INSTRUCTIONS TO FOLLOW: Copy out the lines below without any changes, starting at the line containing "Target: goose black neck" and running through the final line, with both of those lines included.

TASK INPUT:
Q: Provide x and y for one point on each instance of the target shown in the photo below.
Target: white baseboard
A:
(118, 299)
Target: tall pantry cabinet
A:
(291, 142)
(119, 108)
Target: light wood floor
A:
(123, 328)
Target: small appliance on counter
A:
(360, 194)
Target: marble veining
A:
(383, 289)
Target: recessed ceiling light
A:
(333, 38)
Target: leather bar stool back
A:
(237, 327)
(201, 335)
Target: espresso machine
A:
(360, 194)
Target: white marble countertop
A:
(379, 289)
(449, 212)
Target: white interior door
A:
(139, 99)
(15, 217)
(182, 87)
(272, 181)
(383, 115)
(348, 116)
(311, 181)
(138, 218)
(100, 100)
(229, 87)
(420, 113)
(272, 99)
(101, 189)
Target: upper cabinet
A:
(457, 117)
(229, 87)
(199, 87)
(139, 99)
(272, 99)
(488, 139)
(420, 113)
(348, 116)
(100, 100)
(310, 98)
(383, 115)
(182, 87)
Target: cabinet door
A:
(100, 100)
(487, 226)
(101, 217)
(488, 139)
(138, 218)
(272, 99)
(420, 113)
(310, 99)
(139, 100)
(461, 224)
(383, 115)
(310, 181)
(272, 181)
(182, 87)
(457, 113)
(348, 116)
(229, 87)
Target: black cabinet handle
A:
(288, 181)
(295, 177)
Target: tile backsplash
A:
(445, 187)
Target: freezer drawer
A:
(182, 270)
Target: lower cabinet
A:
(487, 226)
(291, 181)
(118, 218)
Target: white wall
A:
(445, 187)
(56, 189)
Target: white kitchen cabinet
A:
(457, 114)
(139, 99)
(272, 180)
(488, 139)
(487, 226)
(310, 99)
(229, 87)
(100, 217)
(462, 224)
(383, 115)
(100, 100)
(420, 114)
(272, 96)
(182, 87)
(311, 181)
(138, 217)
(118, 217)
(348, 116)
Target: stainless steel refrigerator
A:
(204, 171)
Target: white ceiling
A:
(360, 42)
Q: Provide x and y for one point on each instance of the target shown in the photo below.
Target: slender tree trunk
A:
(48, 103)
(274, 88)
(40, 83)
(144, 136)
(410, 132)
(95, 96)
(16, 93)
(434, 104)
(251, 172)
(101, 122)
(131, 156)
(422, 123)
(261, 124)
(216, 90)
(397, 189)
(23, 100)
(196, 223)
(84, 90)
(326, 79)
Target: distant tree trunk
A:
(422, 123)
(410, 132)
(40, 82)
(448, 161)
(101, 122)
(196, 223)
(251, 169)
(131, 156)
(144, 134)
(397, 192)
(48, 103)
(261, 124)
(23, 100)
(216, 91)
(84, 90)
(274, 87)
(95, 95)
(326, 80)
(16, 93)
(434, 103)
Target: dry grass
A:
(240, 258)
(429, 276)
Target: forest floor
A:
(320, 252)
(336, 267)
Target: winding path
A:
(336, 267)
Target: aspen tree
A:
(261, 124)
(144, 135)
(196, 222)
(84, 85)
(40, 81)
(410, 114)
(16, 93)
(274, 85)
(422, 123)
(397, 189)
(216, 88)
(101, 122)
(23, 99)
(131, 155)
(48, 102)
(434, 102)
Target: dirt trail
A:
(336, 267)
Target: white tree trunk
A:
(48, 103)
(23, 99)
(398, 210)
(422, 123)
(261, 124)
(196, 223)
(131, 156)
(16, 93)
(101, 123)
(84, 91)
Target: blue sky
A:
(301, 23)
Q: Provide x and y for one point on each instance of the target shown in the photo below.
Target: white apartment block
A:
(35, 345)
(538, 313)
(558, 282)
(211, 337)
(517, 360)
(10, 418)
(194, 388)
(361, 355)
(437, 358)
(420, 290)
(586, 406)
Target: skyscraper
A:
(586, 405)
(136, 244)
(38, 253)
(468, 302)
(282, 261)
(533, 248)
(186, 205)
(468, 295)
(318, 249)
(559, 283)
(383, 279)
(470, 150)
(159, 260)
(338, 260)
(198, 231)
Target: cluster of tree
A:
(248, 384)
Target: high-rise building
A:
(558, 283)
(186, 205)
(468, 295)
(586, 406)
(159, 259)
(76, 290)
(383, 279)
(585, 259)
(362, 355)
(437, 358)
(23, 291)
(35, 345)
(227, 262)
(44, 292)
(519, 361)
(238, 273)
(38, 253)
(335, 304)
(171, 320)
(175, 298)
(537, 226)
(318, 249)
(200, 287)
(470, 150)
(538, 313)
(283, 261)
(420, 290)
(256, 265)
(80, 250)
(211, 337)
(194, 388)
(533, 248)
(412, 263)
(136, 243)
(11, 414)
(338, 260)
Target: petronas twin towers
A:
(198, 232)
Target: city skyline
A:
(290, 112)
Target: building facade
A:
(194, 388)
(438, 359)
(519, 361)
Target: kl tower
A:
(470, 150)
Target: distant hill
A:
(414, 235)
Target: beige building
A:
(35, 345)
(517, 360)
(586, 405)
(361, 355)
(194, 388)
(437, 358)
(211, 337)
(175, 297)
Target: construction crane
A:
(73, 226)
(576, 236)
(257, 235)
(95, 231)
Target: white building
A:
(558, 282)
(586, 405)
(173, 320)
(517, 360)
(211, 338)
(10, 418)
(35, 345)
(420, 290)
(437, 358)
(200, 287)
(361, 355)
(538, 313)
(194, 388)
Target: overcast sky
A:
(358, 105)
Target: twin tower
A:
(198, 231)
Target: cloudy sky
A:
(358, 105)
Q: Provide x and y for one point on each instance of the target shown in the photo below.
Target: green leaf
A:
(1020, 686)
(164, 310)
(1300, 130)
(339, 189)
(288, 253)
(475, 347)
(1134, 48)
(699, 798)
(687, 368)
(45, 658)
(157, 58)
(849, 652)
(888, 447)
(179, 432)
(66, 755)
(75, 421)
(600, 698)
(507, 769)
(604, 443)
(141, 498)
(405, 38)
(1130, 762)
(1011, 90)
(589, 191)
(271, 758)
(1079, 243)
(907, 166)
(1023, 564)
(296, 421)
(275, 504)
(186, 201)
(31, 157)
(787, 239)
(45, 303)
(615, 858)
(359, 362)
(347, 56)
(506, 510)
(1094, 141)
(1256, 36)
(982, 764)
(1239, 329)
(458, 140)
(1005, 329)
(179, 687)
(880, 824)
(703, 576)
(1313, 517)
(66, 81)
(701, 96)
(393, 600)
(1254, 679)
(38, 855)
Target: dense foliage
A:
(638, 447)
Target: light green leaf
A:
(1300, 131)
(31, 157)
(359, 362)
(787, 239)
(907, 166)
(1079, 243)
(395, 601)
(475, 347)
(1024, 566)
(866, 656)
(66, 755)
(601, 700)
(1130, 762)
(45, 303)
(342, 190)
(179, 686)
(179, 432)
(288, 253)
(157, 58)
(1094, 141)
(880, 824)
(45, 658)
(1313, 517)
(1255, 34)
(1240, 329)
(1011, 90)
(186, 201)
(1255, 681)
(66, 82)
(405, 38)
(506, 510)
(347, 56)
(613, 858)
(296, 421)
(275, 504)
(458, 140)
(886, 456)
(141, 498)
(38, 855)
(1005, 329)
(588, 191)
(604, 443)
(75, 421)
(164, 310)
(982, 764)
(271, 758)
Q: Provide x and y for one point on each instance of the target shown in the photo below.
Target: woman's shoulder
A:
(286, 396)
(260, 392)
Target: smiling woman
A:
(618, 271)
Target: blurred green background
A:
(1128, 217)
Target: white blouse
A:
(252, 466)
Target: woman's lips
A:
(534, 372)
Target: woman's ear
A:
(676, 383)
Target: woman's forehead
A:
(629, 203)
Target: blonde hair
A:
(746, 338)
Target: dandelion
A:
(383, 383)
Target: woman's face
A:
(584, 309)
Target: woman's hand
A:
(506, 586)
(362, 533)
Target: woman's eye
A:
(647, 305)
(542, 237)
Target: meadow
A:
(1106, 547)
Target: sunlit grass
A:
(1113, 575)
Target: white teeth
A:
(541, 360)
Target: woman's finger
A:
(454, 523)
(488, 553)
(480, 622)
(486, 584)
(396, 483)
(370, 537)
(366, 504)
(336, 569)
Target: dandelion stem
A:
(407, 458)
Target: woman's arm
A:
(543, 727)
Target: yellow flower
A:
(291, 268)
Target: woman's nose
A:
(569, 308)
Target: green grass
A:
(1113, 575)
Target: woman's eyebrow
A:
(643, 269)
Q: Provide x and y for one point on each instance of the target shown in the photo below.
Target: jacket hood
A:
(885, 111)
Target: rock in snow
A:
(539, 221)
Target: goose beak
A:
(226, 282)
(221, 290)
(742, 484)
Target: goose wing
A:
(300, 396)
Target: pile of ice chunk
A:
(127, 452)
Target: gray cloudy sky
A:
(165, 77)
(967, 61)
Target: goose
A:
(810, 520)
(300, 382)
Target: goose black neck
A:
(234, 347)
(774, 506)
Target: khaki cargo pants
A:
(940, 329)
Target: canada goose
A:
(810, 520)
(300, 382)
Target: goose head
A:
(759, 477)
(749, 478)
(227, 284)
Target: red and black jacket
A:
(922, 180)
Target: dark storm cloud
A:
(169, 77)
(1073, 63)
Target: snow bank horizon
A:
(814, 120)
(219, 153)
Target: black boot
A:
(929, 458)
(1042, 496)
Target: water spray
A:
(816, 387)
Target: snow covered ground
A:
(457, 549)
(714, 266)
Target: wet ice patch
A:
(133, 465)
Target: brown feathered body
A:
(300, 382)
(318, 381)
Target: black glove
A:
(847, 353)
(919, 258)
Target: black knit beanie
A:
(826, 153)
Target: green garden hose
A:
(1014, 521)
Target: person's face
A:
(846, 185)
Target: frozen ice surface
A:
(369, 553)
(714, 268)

SOLUTION BELOW:
Target: goose black neck
A:
(234, 347)
(774, 506)
Target: khaki cargo pants
A:
(940, 329)
Target: canada goose
A:
(810, 520)
(300, 382)
Target: goose head
A:
(759, 477)
(749, 478)
(227, 284)
Target: red and black jacket
A:
(922, 180)
Target: dark storm cloud
A:
(169, 77)
(1073, 63)
Target: snow bank horizon
A:
(814, 120)
(219, 153)
Target: black boot
A:
(929, 458)
(1042, 496)
Target: water spray
A:
(816, 387)
Target: snow covered ground
A:
(457, 549)
(714, 266)
Target: wet ice patch
A:
(133, 465)
Target: brown feathered body
A:
(300, 382)
(318, 381)
Target: black glove
A:
(847, 353)
(919, 258)
Target: black knit beanie
A:
(826, 153)
Target: green garden hose
A:
(1014, 521)
Target: person's face
A:
(846, 185)
Target: frozen ice surface
A:
(369, 553)
(714, 268)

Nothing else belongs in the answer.